Prompt> Line by line, give the data again exactly as it appears, but without pictures.

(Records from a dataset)
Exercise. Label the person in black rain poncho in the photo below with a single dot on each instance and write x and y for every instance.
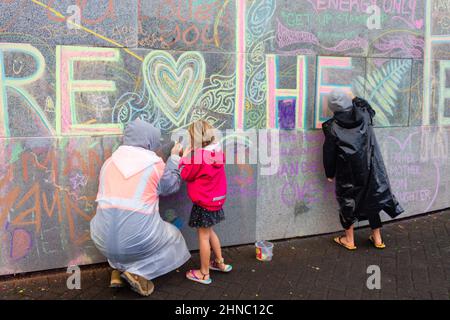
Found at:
(352, 156)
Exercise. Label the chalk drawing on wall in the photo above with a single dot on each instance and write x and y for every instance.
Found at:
(258, 35)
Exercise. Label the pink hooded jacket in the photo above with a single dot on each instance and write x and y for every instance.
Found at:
(204, 172)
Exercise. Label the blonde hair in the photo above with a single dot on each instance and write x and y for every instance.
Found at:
(202, 134)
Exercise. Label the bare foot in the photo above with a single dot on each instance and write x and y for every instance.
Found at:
(347, 242)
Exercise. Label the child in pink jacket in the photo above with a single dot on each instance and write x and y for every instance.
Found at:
(203, 168)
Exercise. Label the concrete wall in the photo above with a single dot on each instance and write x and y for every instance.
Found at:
(72, 76)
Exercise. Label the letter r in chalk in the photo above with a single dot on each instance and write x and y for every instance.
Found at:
(67, 87)
(18, 84)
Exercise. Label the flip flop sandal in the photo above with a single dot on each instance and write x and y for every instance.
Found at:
(378, 246)
(191, 276)
(339, 242)
(136, 285)
(214, 265)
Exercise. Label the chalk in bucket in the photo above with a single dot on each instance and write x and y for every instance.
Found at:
(264, 250)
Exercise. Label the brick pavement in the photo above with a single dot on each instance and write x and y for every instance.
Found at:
(416, 265)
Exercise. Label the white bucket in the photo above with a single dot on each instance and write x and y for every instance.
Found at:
(264, 250)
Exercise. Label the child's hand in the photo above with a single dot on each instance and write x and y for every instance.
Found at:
(176, 148)
(187, 151)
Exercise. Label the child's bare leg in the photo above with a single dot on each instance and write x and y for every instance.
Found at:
(215, 244)
(205, 251)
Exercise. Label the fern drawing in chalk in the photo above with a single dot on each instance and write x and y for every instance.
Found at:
(382, 87)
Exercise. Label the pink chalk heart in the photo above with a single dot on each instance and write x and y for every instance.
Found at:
(419, 24)
(20, 243)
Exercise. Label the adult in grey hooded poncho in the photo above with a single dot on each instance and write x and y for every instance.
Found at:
(127, 227)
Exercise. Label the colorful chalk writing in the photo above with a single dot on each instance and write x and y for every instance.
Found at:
(67, 90)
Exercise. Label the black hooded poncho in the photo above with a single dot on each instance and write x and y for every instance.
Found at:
(352, 156)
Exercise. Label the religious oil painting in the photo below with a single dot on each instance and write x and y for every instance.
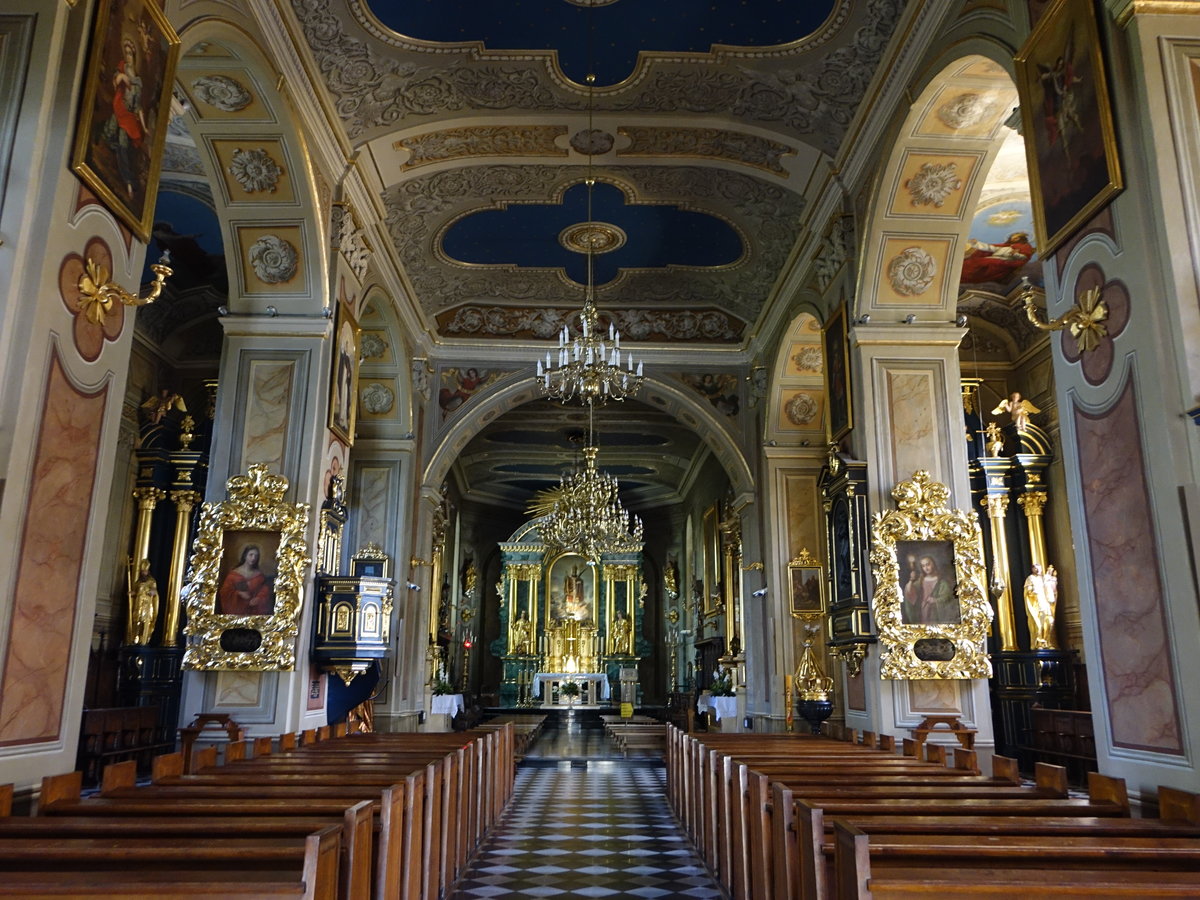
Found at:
(930, 587)
(570, 589)
(126, 108)
(245, 581)
(837, 363)
(930, 603)
(343, 384)
(1069, 137)
(808, 597)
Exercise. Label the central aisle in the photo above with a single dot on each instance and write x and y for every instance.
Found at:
(587, 827)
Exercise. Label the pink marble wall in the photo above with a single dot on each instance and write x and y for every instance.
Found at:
(37, 658)
(1135, 648)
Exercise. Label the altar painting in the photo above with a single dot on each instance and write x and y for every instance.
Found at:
(571, 589)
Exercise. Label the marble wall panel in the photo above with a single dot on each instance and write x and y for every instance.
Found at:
(372, 502)
(265, 432)
(911, 405)
(37, 659)
(1135, 647)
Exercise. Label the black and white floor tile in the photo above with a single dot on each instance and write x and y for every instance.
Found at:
(595, 828)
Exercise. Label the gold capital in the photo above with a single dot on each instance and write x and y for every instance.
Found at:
(1032, 502)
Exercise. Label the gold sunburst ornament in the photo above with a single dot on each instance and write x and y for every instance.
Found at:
(1084, 319)
(97, 294)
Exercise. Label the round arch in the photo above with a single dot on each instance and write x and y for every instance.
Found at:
(268, 197)
(693, 412)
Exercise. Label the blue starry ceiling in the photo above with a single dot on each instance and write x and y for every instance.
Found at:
(528, 235)
(610, 35)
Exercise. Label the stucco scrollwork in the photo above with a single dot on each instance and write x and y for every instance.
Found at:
(933, 184)
(378, 399)
(223, 93)
(274, 259)
(912, 271)
(255, 171)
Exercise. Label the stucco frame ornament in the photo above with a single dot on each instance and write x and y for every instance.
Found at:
(929, 649)
(255, 511)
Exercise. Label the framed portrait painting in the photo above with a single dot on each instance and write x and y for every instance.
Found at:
(930, 603)
(343, 383)
(126, 108)
(247, 569)
(805, 579)
(1069, 139)
(837, 366)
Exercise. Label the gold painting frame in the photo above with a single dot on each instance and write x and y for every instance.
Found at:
(805, 581)
(1069, 138)
(949, 641)
(258, 634)
(132, 45)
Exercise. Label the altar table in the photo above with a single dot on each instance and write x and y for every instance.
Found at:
(593, 685)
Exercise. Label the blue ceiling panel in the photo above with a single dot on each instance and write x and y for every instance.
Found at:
(619, 30)
(527, 235)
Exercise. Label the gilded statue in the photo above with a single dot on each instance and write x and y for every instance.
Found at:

Exercise result>
Exercise. Label the person in black rain poncho in the photo below with a single dot on each instance and write x and y for every instance.
Found at:
(352, 156)
Exercise. Label the chalk drawing on wall in the photo above with a single dot on each instance and write x and y for every instance.
Found at:
(258, 35)
Exercise. Label the pink hooded jacket in the photo above with a single dot on each instance and write x and y for every instance.
Found at:
(204, 172)
Exercise. Label the blonde hair in the photo above with a single dot on each instance and write x and y for every instance.
Found at:
(202, 134)
Exercise. Label the bare foot in the photo above with a single dot on each instance and write x and y for every instance.
Found at:
(347, 242)
Exercise. Label the child in pink jacket in the photo above with a single dot on each instance and write x and y for every instance.
Found at:
(203, 168)
Exercise. Label the concrete wall in the photo above with a single dot on each instance and write x and y for every instance.
Found at:
(72, 76)
Exercise. Label the letter r in chalk in the photo above with a single dot on each instance and write x and y for every instance.
Found at:
(67, 87)
(18, 84)
Exercise. Label the flip flop sandal in the photo above with a single dot on each instance and write x and y for every instance.
Found at:
(378, 246)
(191, 276)
(339, 242)
(136, 285)
(214, 265)
Exercise. Label the chalk in bucket in the photo above with a single dot on each instance and write x and y for every instance.
Found at:
(264, 250)
Exercise. Label the brick pavement in the photo above with a single dot on each instance and write x and y for every instance.
Found at:
(416, 265)
Exercise. Label the white bucket in the photo above with a single dot on each instance and write x and y for every instance.
Found at:
(264, 250)
Exercise. Label the child's hand in the photo above with a single dot on each instance and write x and y for every instance.
Found at:
(176, 148)
(187, 151)
Exercise. Label the child's bare leg in the photo above with a single dot on each instance and write x and y for every instance.
Found at:
(215, 244)
(205, 251)
Exercise. Label the fern drawing in chalk in the photo above with a single dot on each instance and write x and y for every instance.
Found at:
(382, 87)
Exercise. Label the pink chalk heart in the photo above with a single dot on each instance and write x and y for every instance.
Found at:
(419, 24)
(20, 243)
Exercise. Label the adult in grey hooded poncho in the photo above with a single dot on each instance and write x and y for every instance.
Found at:
(127, 227)
Exercise. Label the colorful chalk writing in the photo above with a single dot on each instance and write x and y for every instance.
Found at:
(67, 90)
Exercise. Label the black hooded poncho in the photo above with a single dot on each instance and write x and y for every instance.
Found at:
(352, 156)
Exercise. Label the religious oil painting in the photo below with a single dot on each instance and write x and y for every instance.
Found at:
(930, 587)
(570, 589)
(126, 108)
(245, 581)
(837, 363)
(930, 603)
(343, 384)
(1069, 137)
(808, 597)
Exercise. Label the central aisle in the photo above with a single dot on each instance and write x and y for every instance.
Found at:
(587, 827)
Exercise. Label the pink marble wall in the photo above with a single dot on each instance and write x and y for every instance.
Found at:
(37, 658)
(1135, 648)
Exercise. Label the altar painting in the photo above with a single dot on each instance and write x and y for every instance.
Found at:
(571, 589)
Exercise. Label the marble wall panel in the photo above with a single dot on each instance and write x and y for every instance.
Found at:
(372, 502)
(265, 432)
(911, 405)
(37, 659)
(1135, 647)
Exercise. Label the black and white floor tile in the photo above with a single dot on each instance and write x and y for every instance.
Found at:
(595, 828)
Exercise. Label the gold capital in the photo above with a single dot on each instance and write x and y for every instance.
Found at:
(1032, 502)
Exercise. Label the gold sunburst ornament in the photo above with a single dot on each instance and write x and y for every instance.
Found at:
(1084, 319)
(97, 294)
Exercise. Label the round arch in the photo above with a single dot on each instance and write x and y for every instance.
Found at:
(268, 197)
(693, 412)
Exercise. Label the blue starry ceiling in the photo above with a single dot on each instance and write x and y for every instance.
Found at:
(528, 235)
(610, 35)
Exercise. Label the stucco scrollwork in the photo above with a single dot on each instance and write x and y for every instance.
Found at:
(933, 184)
(378, 399)
(223, 93)
(274, 259)
(912, 271)
(255, 171)
Exercise. Label the stucco frame ornament in the photo above with a single dot on each instance and write x and y for every instance.
Found at:
(929, 649)
(255, 511)
Exercise. Label the framed portrait painting in the photo above with a single dot on each instance and write x and y for every instance.
Found at:
(930, 603)
(343, 383)
(126, 108)
(247, 569)
(805, 579)
(1069, 139)
(837, 366)
Exercise. Label the gold painting frame in the photo above with a single dot on each instance and write x and y for every instance.
Found at:
(805, 581)
(1069, 138)
(949, 641)
(258, 634)
(132, 45)
Exercise. Label the altar table in the photo above with a single dot on each instance and write x and y for every instance.
Found at:
(593, 685)
Exercise. Label the blue ceiling panel in the photo above with a single dot on each instance and write x and y for every instance.
Found at:
(619, 30)
(527, 235)
Exercise. Label the gilded statue in the photo above with a single dot on each instance and write x and y for every instance.
Found at:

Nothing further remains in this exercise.